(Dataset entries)

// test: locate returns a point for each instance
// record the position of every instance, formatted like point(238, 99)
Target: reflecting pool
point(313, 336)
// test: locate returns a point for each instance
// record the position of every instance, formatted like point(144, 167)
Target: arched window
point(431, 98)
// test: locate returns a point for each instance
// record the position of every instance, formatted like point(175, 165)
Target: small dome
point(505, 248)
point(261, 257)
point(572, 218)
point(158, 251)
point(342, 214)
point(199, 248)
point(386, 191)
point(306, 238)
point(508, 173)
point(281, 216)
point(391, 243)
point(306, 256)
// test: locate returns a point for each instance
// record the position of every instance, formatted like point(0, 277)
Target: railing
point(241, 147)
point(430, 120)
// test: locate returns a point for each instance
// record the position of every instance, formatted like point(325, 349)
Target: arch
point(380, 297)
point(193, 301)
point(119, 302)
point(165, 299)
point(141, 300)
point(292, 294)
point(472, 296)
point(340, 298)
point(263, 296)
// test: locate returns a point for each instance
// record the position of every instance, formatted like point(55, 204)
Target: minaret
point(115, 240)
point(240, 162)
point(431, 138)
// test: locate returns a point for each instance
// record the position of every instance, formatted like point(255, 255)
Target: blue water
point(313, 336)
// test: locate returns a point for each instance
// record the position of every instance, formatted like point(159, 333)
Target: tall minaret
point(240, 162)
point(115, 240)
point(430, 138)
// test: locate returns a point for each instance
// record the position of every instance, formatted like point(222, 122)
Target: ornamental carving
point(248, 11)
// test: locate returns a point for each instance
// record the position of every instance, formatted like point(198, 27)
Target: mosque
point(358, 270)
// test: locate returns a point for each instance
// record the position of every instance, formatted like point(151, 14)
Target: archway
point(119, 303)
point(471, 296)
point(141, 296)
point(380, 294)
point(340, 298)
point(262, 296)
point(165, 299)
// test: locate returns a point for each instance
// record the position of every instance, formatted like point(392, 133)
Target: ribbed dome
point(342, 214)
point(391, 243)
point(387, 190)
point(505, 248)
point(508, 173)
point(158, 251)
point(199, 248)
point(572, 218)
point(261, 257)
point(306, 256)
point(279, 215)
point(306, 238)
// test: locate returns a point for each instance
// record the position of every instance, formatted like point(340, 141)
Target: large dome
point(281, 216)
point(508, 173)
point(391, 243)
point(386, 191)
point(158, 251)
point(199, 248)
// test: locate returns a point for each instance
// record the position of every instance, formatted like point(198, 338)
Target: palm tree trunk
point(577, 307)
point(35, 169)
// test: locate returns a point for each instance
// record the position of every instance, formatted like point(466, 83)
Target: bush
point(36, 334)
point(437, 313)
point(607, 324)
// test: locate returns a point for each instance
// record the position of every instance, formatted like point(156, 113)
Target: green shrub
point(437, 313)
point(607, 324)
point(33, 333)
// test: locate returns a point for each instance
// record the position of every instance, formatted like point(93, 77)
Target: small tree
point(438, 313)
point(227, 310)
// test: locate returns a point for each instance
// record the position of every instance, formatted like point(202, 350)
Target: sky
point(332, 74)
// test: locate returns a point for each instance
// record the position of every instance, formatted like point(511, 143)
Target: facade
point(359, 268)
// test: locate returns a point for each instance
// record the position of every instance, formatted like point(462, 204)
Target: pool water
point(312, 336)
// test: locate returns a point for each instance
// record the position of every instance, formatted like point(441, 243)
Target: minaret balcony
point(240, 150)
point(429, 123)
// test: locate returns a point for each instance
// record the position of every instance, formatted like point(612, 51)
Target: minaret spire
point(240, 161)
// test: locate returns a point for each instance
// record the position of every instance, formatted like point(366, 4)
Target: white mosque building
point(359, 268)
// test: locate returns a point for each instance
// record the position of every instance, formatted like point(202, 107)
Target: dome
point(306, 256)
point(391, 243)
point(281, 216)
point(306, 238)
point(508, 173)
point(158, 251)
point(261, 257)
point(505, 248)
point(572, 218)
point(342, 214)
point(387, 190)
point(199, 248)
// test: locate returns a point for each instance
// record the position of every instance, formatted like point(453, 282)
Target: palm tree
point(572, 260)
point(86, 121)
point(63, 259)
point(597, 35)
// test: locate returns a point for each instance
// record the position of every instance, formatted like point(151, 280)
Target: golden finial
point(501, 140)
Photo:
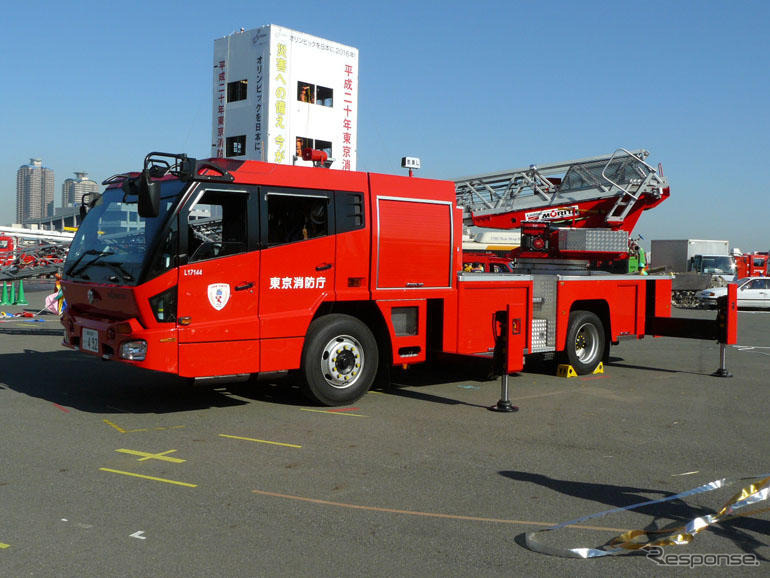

== PROBLEM TO WORK ON ==
Whenever a picture appears, leave it out, and return every record exactly.

== SOLUTION ==
// test: locate returns a point for each instance
// record the position of every instance, formatted like point(238, 99)
Target: reflecting pool
point(313, 336)
// test: locate returns a point for each instance
// record the position of every instance, formatted like point(144, 167)
Target: arched window
point(431, 98)
// test: locate returns a point for each instance
// record the position of every instance, formatted like point(175, 165)
Target: small dome
point(505, 248)
point(261, 257)
point(572, 218)
point(158, 251)
point(342, 214)
point(199, 248)
point(386, 191)
point(306, 238)
point(508, 173)
point(281, 216)
point(391, 243)
point(306, 256)
// test: locate returns a point for each instance
// record the position of every instance, formatted like point(0, 277)
Target: railing
point(241, 147)
point(430, 120)
// test: locate returns a point for each instance
// record the position of every instance, formatted like point(325, 349)
Target: arch
point(380, 297)
point(193, 301)
point(119, 302)
point(165, 299)
point(141, 300)
point(292, 294)
point(472, 296)
point(340, 298)
point(263, 296)
// test: locate returns a point for each instance
// record the position of every instance, formatted like point(55, 204)
Target: minaret
point(115, 240)
point(240, 162)
point(431, 138)
// test: locate returns a point for each instance
// record the position of every instance, formatted like point(255, 255)
Target: blue water
point(313, 336)
// test: locate returns a point for each instance
// record the position of every instance, formatted like point(159, 333)
Target: tall minaret
point(240, 162)
point(115, 240)
point(430, 138)
// test: locate returns a point for each instance
// record the position of every instance, formatted like point(222, 122)
Target: ornamental carving
point(248, 11)
// test: locate returns a point for each instance
// record the position of every instance, formatted like point(198, 27)
Target: mosque
point(358, 270)
// test: locate returns a point for each instance
// record the position of every instance, formatted like point(151, 14)
Target: archway
point(119, 303)
point(471, 296)
point(141, 296)
point(380, 294)
point(340, 298)
point(262, 296)
point(165, 299)
// test: locate returns a point for each instance
// record the position of every instance, formatted like point(392, 133)
Target: ribbed dome
point(342, 214)
point(391, 243)
point(387, 190)
point(505, 248)
point(508, 173)
point(158, 251)
point(199, 248)
point(572, 218)
point(261, 257)
point(306, 256)
point(279, 215)
point(306, 238)
// test: locate returns a point for each instance
// record the position of every instance, formatted like point(340, 141)
Target: large dome
point(281, 216)
point(508, 173)
point(391, 243)
point(386, 191)
point(158, 251)
point(199, 248)
// test: locate returns a point for each instance
// record the position of every instance, formatted like point(198, 338)
Target: palm tree trunk
point(577, 307)
point(35, 169)
// test: locate returns a point for each instance
// record the position of every instance, formatted like point(466, 83)
Target: bush
point(36, 334)
point(437, 313)
point(607, 324)
// test: locate returns a point for each instance
// record the position of every instance, formatted like point(156, 113)
Target: green shrub
point(437, 313)
point(607, 324)
point(33, 333)
// test: locate returns a point for each instance
// record the position of every instance, formatted like point(93, 77)
Target: small tree
point(438, 313)
point(227, 310)
// test: locate returns a point for each instance
// record the position of every instance, formatted like point(202, 350)
Target: sky
point(332, 74)
// test: locate returns a point for each instance
// record the position of every instance, formatted like point(511, 143)
Target: facade
point(359, 268)
// test: locate returns a point for each instance
// record the position of every instance, formatted like point(462, 204)
Target: pool water
point(312, 336)
// test: locate returns a point for each instance
// record the position of every instance, formatted like point(441, 243)
Target: minaret balcony
point(240, 150)
point(429, 123)
// test: locate returns a point for each instance
// record the position of every instance, formatted like point(612, 51)
Target: minaret spire
point(240, 161)
// test: locate returns a point for each instance
// record the position of every instance, formatted like point(366, 4)
Target: white mosque building
point(359, 268)
// test: locate returns a point for each instance
// record the position of every instance, formatted like point(202, 107)
Target: dome
point(306, 256)
point(391, 243)
point(281, 216)
point(306, 238)
point(508, 173)
point(158, 251)
point(261, 257)
point(505, 248)
point(572, 218)
point(342, 214)
point(387, 190)
point(199, 248)
// test: locate returns a point for each instance
// record the position of every instance, formatted like point(453, 282)
Target: palm tree
point(572, 260)
point(86, 121)
point(63, 259)
point(597, 35)
// test: locate returns a point for each instance
// record the position of every instance, formatted like point(151, 280)
Target: golden finial
point(501, 140)
Photo:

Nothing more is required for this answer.